=== JOB ===
Reproduce every one of the lines below verbatim, from the first to the last.

=== DATA ENTRIES ===
########################################

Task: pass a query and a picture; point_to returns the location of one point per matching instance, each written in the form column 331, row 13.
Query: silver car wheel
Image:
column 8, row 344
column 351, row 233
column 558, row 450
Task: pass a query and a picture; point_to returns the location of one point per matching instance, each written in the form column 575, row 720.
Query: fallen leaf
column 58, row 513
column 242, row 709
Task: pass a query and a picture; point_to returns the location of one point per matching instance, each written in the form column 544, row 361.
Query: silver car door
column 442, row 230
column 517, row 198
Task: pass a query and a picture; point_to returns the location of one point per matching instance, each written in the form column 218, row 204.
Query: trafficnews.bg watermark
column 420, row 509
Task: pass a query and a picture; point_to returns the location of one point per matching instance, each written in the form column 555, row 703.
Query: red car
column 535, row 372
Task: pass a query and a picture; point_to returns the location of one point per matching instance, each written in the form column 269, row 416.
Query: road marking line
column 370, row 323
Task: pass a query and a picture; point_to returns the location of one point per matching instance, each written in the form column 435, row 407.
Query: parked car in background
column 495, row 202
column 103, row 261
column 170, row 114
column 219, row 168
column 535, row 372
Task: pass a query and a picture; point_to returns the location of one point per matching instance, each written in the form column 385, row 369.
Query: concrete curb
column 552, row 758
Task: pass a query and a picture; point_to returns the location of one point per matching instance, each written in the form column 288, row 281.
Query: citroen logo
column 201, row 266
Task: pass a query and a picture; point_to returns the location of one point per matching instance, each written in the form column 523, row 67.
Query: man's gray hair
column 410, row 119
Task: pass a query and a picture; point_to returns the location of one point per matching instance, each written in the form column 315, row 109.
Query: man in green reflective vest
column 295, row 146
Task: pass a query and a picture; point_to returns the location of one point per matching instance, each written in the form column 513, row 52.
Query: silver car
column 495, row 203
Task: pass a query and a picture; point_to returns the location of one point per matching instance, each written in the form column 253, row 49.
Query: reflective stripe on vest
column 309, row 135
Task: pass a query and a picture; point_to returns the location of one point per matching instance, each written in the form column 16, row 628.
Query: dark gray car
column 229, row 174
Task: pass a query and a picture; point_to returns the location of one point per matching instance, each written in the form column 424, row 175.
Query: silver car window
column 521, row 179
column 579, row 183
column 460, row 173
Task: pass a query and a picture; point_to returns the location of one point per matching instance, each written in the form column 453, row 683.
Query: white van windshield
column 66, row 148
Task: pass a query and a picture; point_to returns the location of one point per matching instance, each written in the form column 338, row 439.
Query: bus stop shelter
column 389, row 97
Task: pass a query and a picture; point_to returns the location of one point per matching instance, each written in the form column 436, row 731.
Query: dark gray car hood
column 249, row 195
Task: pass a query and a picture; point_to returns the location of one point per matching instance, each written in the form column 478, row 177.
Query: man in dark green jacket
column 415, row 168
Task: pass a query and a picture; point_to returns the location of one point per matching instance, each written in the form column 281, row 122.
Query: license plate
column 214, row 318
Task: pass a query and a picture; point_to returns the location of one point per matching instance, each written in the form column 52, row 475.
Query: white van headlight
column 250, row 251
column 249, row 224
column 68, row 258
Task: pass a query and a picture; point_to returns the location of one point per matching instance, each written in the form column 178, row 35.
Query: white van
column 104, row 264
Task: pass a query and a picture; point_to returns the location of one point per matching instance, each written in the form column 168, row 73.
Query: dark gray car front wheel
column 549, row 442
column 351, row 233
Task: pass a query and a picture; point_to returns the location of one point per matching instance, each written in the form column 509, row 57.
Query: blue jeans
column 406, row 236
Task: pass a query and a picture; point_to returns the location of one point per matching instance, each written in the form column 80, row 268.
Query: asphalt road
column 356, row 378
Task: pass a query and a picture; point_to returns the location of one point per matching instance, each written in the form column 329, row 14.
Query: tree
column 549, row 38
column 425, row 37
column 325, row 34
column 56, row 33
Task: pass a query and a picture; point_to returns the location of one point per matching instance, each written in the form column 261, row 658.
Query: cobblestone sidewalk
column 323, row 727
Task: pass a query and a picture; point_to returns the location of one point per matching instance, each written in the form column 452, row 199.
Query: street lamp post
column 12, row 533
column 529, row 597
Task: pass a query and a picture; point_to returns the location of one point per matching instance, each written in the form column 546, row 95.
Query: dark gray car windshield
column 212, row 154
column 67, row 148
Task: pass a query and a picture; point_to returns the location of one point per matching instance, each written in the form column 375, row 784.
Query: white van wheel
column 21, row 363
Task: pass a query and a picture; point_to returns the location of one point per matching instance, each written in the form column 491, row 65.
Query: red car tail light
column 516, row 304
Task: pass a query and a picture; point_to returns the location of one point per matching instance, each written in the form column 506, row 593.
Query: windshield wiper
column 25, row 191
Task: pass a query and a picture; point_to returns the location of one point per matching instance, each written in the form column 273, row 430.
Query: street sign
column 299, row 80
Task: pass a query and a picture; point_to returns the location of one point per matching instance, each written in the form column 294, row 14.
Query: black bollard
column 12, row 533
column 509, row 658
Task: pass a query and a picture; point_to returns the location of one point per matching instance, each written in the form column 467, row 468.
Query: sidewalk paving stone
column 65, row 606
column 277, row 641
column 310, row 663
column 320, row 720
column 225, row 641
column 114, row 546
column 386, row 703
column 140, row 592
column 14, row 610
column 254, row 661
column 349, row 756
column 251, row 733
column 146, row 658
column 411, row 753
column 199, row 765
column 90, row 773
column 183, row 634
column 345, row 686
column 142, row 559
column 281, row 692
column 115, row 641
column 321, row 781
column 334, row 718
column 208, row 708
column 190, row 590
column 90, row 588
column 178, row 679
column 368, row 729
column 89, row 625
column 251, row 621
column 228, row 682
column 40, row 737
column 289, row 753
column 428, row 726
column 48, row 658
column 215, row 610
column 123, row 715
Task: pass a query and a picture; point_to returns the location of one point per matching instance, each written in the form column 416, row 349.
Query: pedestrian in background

########################################

=== ANSWER TO THIS TASK ===
Task: pass a query and a picture; point_to returns the location of one point per matching instance, each written in the form column 331, row 13.
Query: silver car wheel
Image:
column 8, row 344
column 351, row 233
column 558, row 450
Task: pass a query and a picture; point_to returns the location of one point per matching instance, each written in the form column 575, row 720.
Query: fallen leaf
column 58, row 513
column 242, row 709
Task: pass a query and a picture; point_to returns the location of one point per matching instance, each written in the form column 544, row 361.
Query: silver car door
column 442, row 230
column 517, row 198
Task: pass a query and a picture; point_to returns the location of one point per matching instance, each written in the form column 218, row 204.
Query: trafficnews.bg watermark
column 420, row 509
Task: pass a query and a picture; point_to returns the location of one point per matching instance, each written in the form column 555, row 703.
Query: red car
column 535, row 372
Task: pass a query and a picture; point_to returns the location of one point per matching instance, each written in the form column 269, row 416.
Query: road marking line
column 370, row 323
Task: pass a query and a picture; point_to returns the location of one point per matching instance, each written in the form column 435, row 407.
Query: parked car in background
column 495, row 202
column 103, row 261
column 170, row 114
column 219, row 168
column 535, row 372
Task: pass a query and a picture; point_to returns the location of one point per matching instance, each written in the form column 385, row 369.
Query: concrete curb
column 552, row 758
Task: pass a query and a picture; point_to returns the location of one point per matching instance, each written in the form column 288, row 281.
Query: citroen logo
column 201, row 266
Task: pass a query and a picture; point_to returns the location of one point per matching instance, each written in the form column 523, row 67.
Query: man's gray hair
column 410, row 119
Task: pass a query and a picture; point_to returns the location of one point per matching instance, each written in the form column 315, row 109.
Query: man in green reflective vest
column 295, row 146
Task: pass a query and a picture; point_to returns the location of one point per matching instance, each written in the form column 513, row 52.
Query: silver car
column 495, row 203
Task: pass a query and a picture; point_to returns the location of one point per matching instance, each written in the form column 253, row 49.
Query: reflective stripe on vest
column 309, row 135
Task: pass a query and a picture; point_to returns the location of one point per matching instance, each written in the form column 16, row 628.
Query: dark gray car
column 229, row 174
Task: pass a query and a picture; point_to returns the location of one point per matching instance, each written in the form column 424, row 175.
Query: silver car window
column 521, row 179
column 579, row 183
column 460, row 173
Task: pass a query and a picture; point_to returns the location of one point per matching instance, each written in the form column 453, row 683.
Query: white van windshield
column 66, row 148
Task: pass a query and a picture; point_to returns the location of one point per matching instance, each written in the form column 338, row 439.
Query: bus stop shelter
column 389, row 97
Task: pass a query and a picture; point_to returns the location of one point per matching instance, each written in the form column 436, row 731.
Query: dark gray car hood
column 249, row 195
Task: pass a query and a picture; point_to returns the location of one point per matching instance, each written in the form column 478, row 177.
Query: man in dark green jacket
column 415, row 168
Task: pass a query and a picture; point_to returns the location of one point per matching instance, each written in the form column 281, row 122.
Query: license plate
column 214, row 318
Task: pass a query and a picture; point_to returns the location of one point per matching instance, each written in the form column 52, row 475.
Query: white van headlight
column 250, row 251
column 249, row 224
column 68, row 258
Task: pass a query and a picture; point_to returns the location of one point per matching instance, each written in the form column 178, row 35.
Query: white van
column 104, row 264
Task: pass a query and a picture; point_to returns the location of one point per matching instance, each written in the form column 168, row 73.
Query: dark gray car front wheel
column 549, row 442
column 351, row 233
Task: pass a query and a picture; point_to returns the location of one point per matching instance, each written in the form column 509, row 57.
Query: blue jeans
column 406, row 236
Task: pass a query and a picture; point_to returns the location of one point per matching instance, each written in the form column 80, row 268.
Query: asphalt road
column 356, row 378
Task: pass a query and a picture; point_to returns the location of one point per matching instance, each written in the form column 329, row 14.
Query: tree
column 549, row 38
column 425, row 37
column 325, row 34
column 56, row 33
Task: pass a query and a picture; point_to returns the location of one point per matching instance, each written in the form column 261, row 658.
Query: cobblestone sidewalk
column 323, row 727
Task: pass a query and a picture; point_to returns the location of one point per matching instance, each written in the form column 452, row 199.
Query: street lamp post
column 12, row 533
column 529, row 597
Task: pass a query and a picture; point_to returns the location of one point per matching instance, each written in the form column 546, row 95.
Query: dark gray car windshield
column 212, row 154
column 67, row 148
Task: pass a query and a picture; point_to returns the location of one point per matching instance, each written in the form column 375, row 784.
Query: white van wheel
column 21, row 363
Task: pass a query and a picture; point_to returns the location of one point per matching instance, each written in the form column 491, row 65.
Query: red car tail light
column 516, row 304
Task: pass a query and a picture; point_to returns the location of one point per matching instance, each written in the form column 506, row 593.
Query: windshield wiper
column 25, row 191
Task: pass a query and a picture; point_to returns the location of one point per matching instance, each written in the form column 273, row 430.
Query: street sign
column 299, row 80
Task: pass a query and a picture; point_to returns the location of one point per matching instance, each written in the form column 294, row 14.
Query: black bollard
column 12, row 533
column 509, row 658
Task: pass a query and a picture; point_to returns the location of one point per matching instance, each written in the form column 467, row 468.
Query: sidewalk paving stone
column 65, row 606
column 277, row 641
column 310, row 663
column 320, row 720
column 225, row 641
column 114, row 546
column 386, row 703
column 140, row 592
column 14, row 610
column 254, row 661
column 349, row 756
column 251, row 733
column 146, row 658
column 411, row 753
column 199, row 765
column 90, row 773
column 183, row 634
column 345, row 686
column 142, row 559
column 281, row 692
column 115, row 641
column 321, row 781
column 334, row 718
column 208, row 708
column 190, row 590
column 90, row 588
column 178, row 679
column 368, row 729
column 89, row 625
column 251, row 621
column 228, row 682
column 40, row 737
column 289, row 753
column 428, row 726
column 48, row 658
column 215, row 610
column 123, row 715
Task: pass a query and a picture; point_to returns the location of one point per matching instance, each written in the form column 416, row 349.
Query: pedestrian in background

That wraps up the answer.